> Job
Rewrite everything from the line containing "Each instance of the clenched" down to the line containing "[(240, 133)]", both lines included, keeping each request unchanged. Offset every coordinate in the answers by adding 78.

________

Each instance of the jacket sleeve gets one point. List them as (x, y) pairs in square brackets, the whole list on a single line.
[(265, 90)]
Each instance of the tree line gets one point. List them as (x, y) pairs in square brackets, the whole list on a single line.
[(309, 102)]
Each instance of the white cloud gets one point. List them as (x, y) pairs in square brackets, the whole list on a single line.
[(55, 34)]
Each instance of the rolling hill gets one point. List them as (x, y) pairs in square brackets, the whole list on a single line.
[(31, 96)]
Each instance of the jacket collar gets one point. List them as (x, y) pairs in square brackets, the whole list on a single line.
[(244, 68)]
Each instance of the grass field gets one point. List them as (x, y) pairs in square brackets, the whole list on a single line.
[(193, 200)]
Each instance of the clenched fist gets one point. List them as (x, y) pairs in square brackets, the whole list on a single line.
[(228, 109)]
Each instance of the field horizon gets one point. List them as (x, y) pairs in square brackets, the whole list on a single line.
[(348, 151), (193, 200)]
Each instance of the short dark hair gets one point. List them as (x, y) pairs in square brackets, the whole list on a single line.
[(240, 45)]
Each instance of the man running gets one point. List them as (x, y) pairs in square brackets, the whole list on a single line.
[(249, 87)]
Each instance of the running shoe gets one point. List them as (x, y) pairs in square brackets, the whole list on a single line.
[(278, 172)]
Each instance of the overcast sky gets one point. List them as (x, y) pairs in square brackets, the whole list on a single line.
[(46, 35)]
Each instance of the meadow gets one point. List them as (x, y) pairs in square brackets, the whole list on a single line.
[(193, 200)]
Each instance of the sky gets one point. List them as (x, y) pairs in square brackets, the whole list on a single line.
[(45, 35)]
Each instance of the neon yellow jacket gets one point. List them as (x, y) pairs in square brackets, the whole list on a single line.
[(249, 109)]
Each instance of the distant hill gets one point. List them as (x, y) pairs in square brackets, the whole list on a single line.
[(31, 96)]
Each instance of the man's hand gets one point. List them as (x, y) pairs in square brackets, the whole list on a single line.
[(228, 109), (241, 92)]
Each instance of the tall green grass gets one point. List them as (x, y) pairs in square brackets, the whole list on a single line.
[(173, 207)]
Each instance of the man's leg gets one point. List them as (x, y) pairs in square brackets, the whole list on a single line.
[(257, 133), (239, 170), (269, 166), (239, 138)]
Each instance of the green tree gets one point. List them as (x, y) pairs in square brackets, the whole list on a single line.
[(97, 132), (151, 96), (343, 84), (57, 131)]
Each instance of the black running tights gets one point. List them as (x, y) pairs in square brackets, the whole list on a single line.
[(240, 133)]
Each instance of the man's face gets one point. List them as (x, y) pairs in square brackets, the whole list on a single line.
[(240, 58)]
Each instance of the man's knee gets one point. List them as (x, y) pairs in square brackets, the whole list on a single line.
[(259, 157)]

________

> Answer to the problem
Each instance of the clenched fist gets one point. List them as (x, y) pairs in square brackets, the whole list on a single line.
[(306, 187)]
Each instance of the field horizon gets one point. List them as (x, y) pairs in square brackets, the whole list on a single line.
[(426, 229), (271, 278)]
Each instance of the short dark hair gets one point. List them as (x, y) pairs in square brackets, the whole list on a single line.
[(318, 123)]
Each instance of the man running gets one point. List them as (x, y) pairs in square brackets, the whole list on a single line.
[(327, 165)]
Each instance of the running shoe gets one point. List them as (x, y) pairs in square brackets, the whole list on a single line.
[(356, 250)]
Each instance of the overcast sky gets one point. List them as (x, y) pairs in square brackets, the whole list on a single line.
[(124, 113)]
Each instance of the meadow gets one point. List them as (x, y) pairs in square brackets, the whole list on a single line.
[(271, 278)]
Each instance of the sky gets one point. List them as (x, y) pairs in square brackets, the whole list on a single line.
[(123, 113)]
Each instance of the neon yellow jacket gets one point. List them as (x, y) pairs in square brackets, the whole list on a single line.
[(327, 187)]
Each instance of the distant hill gets one point. List them as (x, y) pairs in square brackets, the whole list on a single line.
[(109, 174)]
Each instance of the man's hand gets one point. List them as (x, y) pairs in square brackets, the whole list on a single line.
[(306, 187), (319, 170)]
Each instance of the tall green grass gets one point. List them as (x, y) pairs in square brackets, the whole list on a single line.
[(251, 285)]
Each instance of the man's leg gets one point. List them as (x, y) pairs in square brackets, the whole list on a single line.
[(335, 211), (317, 248), (347, 244), (317, 216)]
Each instance of the green tree gets one point. List them as (x, y) pairs in square brackets, the whole list on a single line.
[(175, 210), (229, 174), (421, 162), (135, 209)]
Each instance of the black running tights gets one point. List them as (x, y) pairs in square brackets, the whole list on a single line.
[(318, 211)]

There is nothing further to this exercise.